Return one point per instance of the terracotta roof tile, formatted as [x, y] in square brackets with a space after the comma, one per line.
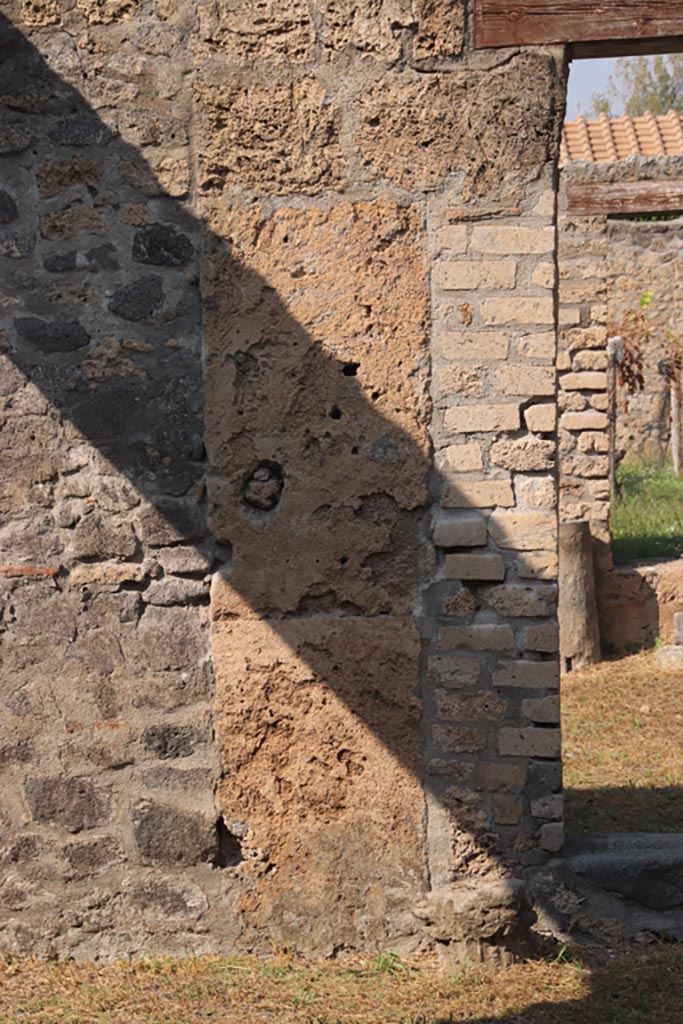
[607, 139]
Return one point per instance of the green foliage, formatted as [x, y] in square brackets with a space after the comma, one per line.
[647, 516]
[641, 84]
[386, 963]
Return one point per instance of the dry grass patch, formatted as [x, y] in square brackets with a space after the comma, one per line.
[283, 989]
[623, 747]
[625, 989]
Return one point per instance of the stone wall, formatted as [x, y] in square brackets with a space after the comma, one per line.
[645, 256]
[279, 543]
[605, 265]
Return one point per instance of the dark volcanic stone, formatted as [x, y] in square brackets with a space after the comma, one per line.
[59, 262]
[52, 336]
[103, 257]
[8, 208]
[167, 836]
[170, 740]
[162, 245]
[81, 130]
[544, 777]
[138, 300]
[14, 136]
[74, 803]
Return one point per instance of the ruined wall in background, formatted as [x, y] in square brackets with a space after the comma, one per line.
[367, 210]
[645, 256]
[605, 265]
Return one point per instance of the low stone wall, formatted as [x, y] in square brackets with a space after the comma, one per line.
[605, 265]
[638, 603]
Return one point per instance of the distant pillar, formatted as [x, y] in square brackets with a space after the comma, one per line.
[580, 631]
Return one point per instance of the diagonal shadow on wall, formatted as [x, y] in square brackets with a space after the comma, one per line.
[317, 474]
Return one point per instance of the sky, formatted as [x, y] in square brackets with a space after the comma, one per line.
[587, 77]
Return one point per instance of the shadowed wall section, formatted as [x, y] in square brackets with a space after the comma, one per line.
[279, 410]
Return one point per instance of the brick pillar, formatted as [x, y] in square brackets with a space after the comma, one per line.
[494, 741]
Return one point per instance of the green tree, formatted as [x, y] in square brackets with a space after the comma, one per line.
[641, 84]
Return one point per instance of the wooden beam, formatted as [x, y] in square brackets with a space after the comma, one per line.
[611, 198]
[523, 23]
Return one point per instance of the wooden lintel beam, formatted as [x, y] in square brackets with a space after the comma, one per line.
[524, 23]
[594, 199]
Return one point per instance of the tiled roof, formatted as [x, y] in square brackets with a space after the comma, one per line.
[607, 139]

━━━━━━━━━━━━━━━━━━━━

= What is asked =
Extract every line of the records above word for word, leaving out the pictures.

= Output for this exercise =
Return one point per instance of the terracotta roof tile, formatted as [x, y] in square brackets with a space after the comma, one per line.
[607, 139]
Return one point per instance of the green foliage, formatted as [x, y] in square brackets with a space after the comma, one per line.
[647, 516]
[641, 84]
[386, 963]
Return one point per instance of the dry grass patch, formatted as [x, y] in square brackets with a space after the comma, one per line.
[283, 989]
[623, 747]
[625, 989]
Return one point per instance of the stone wall, formatted as [x, y] in square brackets with a space after the comma, one per line.
[645, 256]
[279, 543]
[605, 265]
Return one point per instance of the dark volcanic stone, formatted as [x, y] in square brackets with a space after the comma, one per line.
[59, 262]
[52, 336]
[103, 257]
[8, 208]
[167, 836]
[170, 740]
[162, 245]
[81, 130]
[544, 777]
[138, 300]
[14, 136]
[74, 803]
Return one point per instance of the ruined wall in background, formatted as [x, y] in square brackets with a space after the comma, one per line.
[367, 210]
[645, 256]
[605, 265]
Return one point per instance of the low stone wall, formatted as [x, y] in square brackets with a space after the comma, one per line.
[605, 265]
[638, 603]
Return one point per instance of the distant pillar, formatted as [x, y] in square brackets with a space after the comma, one per line.
[580, 631]
Return one point per instance of the diagonal shadow on wall, formatted as [x, y] in square brackets with a space after the comma, one per line.
[317, 474]
Return one point per instance of the sky, formatted as [x, y] in square brackets with a space after the comma, one per line.
[587, 77]
Return one point per instance of the shadowed wall section, formatted as [x, y] in square brackets with a space after the comma, one per line.
[279, 410]
Return one point per instance of the brick pillar, formatted as [x, y] in square brackets with a space after the comma, one per line.
[494, 741]
Return one point per instance of the green tree, formatted as [x, y] in square brackets with a space after the comma, one per line.
[641, 84]
Return one point per instance of the wooden beam, formatted as [x, y] in square brackets with a space after the comma, one per line.
[611, 198]
[523, 23]
Return one point per instance of the wooden lintel beam, formatted as [x, y] in square brackets with a space after the comma, one per line.
[524, 23]
[594, 199]
Return one point per instance of the tiled roof, formatted as [x, y] in square brackets with a space after the comma, one per line.
[607, 139]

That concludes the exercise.